* **DIRECTIONS**:
Duplicate the part of the M50 Ontos text between "In order to" and "inside the vehicle.", inclusive, word for word.

* **PROVIDED TEXT**:
□ □ □

The vehicles were M50 Ontos tank destroyers. Abandoned by the Army during its development, the Ontos was adopted by the Marine Corps in 1956.
Despite its unconventional appearance, it was an important part of the Corps’ armored forces during the Vietnam War.
A light, air-transportable tank destroyer
Development of the M50 began in 1950 as a joint Army-Marine Corps project. The idea was to create a light tank destroyer that could be transported by air and quickly deployed to support troops against enemy armor.
In order to be carried by aircraft, it could only weigh about 10 tons. The result was a model so peculiar that it was given the name “Ontos,” which roughly translates to “the thing” in Greek.
It was a small tracked vehicle with no turret and sloped armor. A traditional gun was too much for the vehicle’s suspension and hull to handle when fired, so it was replaced with six M40A1C 105 mm recoilless rifles (officially labeled 106 mm to avoid confusion with a different recoilless rifle) that could be fired electronically from inside the vehicle.

□ □ □

* **SOURCE DATA**:
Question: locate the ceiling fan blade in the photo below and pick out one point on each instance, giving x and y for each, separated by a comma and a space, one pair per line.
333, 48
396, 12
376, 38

□ □ □

* **EXERCISE ANSWER**:
In order to be carried by aircraft, it could only weigh about 10 tons. The result was a model so peculiar that it was given the name “Ontos,” which roughly translates to “the thing” in Greek.
It was a small tracked vehicle with no turret and sloped armor. A traditional gun was too much for the vehicle’s suspension and hull to handle when fired, so it was replaced with six M40A1C 105 mm recoilless rifles (officially labeled 106 mm to avoid confusion with a different recoilless rifle) that could be fired electronically from inside the vehicle.